### What you should do
Reproduce every one of the records below verbatim, leaving out the pictures.

### Task input
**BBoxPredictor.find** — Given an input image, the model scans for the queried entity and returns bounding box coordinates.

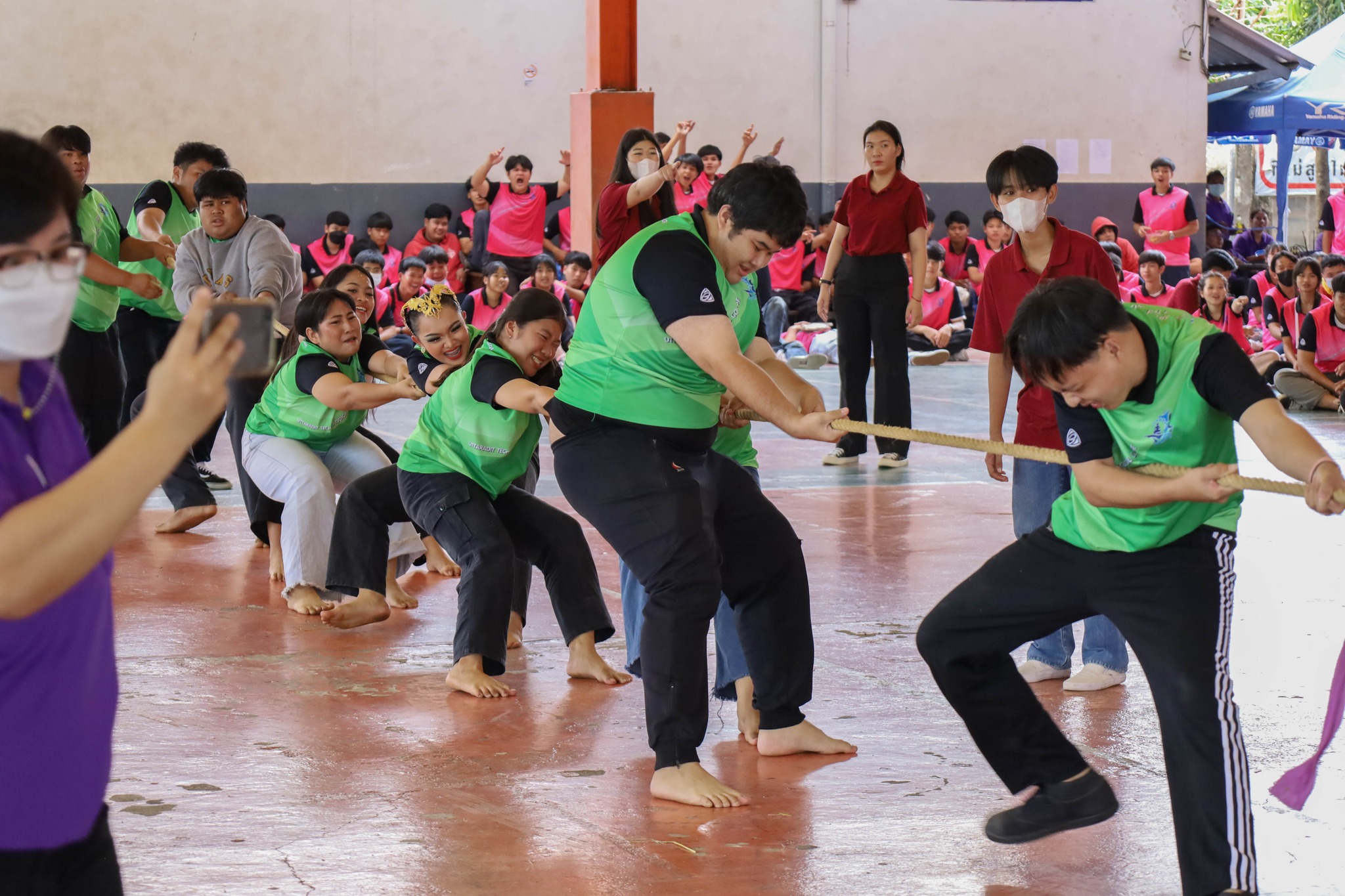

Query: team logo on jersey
[1149,411,1173,444]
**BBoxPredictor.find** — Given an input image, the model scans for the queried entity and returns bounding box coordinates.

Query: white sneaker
[1018,660,1069,684]
[822,447,860,466]
[1060,662,1126,691]
[910,348,952,367]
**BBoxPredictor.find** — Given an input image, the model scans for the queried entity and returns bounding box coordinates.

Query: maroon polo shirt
[835,171,929,255]
[971,218,1122,450]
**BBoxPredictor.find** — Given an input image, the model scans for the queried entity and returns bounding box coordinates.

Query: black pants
[397,470,616,675]
[552,425,812,769]
[831,255,910,457]
[56,322,127,456]
[327,456,539,622]
[916,528,1256,896]
[0,806,122,896]
[906,329,971,354]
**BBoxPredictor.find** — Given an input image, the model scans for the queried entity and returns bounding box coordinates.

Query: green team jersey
[121,180,200,321]
[72,186,121,333]
[397,340,538,498]
[1050,302,1243,552]
[556,212,761,430]
[246,339,368,452]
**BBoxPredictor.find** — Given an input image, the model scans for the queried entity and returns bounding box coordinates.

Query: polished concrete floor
[118,364,1345,896]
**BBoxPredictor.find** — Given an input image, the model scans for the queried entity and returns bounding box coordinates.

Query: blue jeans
[1013,458,1130,672]
[620,466,761,700]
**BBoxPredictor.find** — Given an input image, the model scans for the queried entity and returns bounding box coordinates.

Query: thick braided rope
[737,408,1345,501]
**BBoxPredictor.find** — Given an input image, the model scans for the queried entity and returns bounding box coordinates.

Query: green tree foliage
[1214,0,1345,47]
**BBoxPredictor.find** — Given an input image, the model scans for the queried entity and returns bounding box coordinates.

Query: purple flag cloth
[1269,645,1345,811]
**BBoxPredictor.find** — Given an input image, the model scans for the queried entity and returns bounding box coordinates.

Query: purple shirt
[0,362,117,849]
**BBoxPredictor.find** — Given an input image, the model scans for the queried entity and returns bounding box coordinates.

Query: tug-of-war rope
[737,408,1345,810]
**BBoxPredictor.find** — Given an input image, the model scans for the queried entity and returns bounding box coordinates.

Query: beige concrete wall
[0,0,1205,182]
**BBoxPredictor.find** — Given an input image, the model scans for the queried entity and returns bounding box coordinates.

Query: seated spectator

### Written solution
**BBoxPredictor.find** — Given an input image, the model scans for the queried entity and returns bounding box coordinates.


Query: team logo on jersey
[1149,411,1173,444]
**BBoxPredictor.find** — Given an input image, the model scans for the queried entity and returns bounding box coordinates.

Query: white sneaker
[1018,660,1069,684]
[822,447,860,466]
[1060,662,1126,691]
[910,348,952,367]
**BBoxPredictor.find** — Given an input image, the model scans for the queried entity and returns bounding box coordinates.

Query: maroon polo shirt
[835,171,929,255]
[971,218,1122,450]
**BBoxPredictor.find** — Given an input image, the model scans for the queried entity and returns bounding box coordinates.

Query: black pants
[397,470,616,675]
[552,425,812,769]
[831,255,910,457]
[56,322,127,456]
[327,456,539,622]
[916,528,1256,896]
[0,806,122,896]
[906,329,971,354]
**BBoxPredictor.find** — Given an input image, the model scans for the queried entity and returns bounding box coordinates.

Query: green team jersey
[121,180,200,321]
[72,186,121,333]
[397,340,538,498]
[1050,302,1243,552]
[556,212,761,430]
[246,339,368,452]
**BBoxPredictor.find** — Given an input image, the model scans for the queried entity and returns bounding box coordinates.

Query: polished concrete floor
[118,364,1345,896]
**BBoxPredictor.find** — Given an input image, the model scans for the queried entity and returns bounding box coordinates.

Query: blue jeans
[1013,458,1130,672]
[620,466,761,700]
**BBoxPredictor.find** — Given an input image, the model scans for the queried entity and returns bounding box coordinates.

Query: thick braided rope
[737,408,1345,501]
**BBoxPredictor.find** — Given an input image, the model scans for the queried entity and returns bounding box coordinates.

Query: green tree foliage
[1214,0,1345,47]
**BBoxPredictor.find** — Given an input image, the model scans for the queried entity and returns bounding box coordinates.

Query: purple flag cloth
[1269,645,1345,811]
**BBoxPredictor.find** — Given an input image, the model scans for the queried entity and returns bounding box coordinates.

Query: purple shirt
[0,362,117,849]
**BBoxPredictor.find** — Given an input image, the model scans for the queried entity and returns bounding box coordinates.

Query: tug-of-war rope
[737,408,1345,810]
**BBoxPredictor.find** — Given an input image, the model scans for the queried entity and returns bounding box coordinates.

Query: beige concrete wall
[0,0,1205,182]
**BBoxPredictor.find** — Given an input image, the model scans for the queried entity and returns bounding box coordinates.

Query: seated spectator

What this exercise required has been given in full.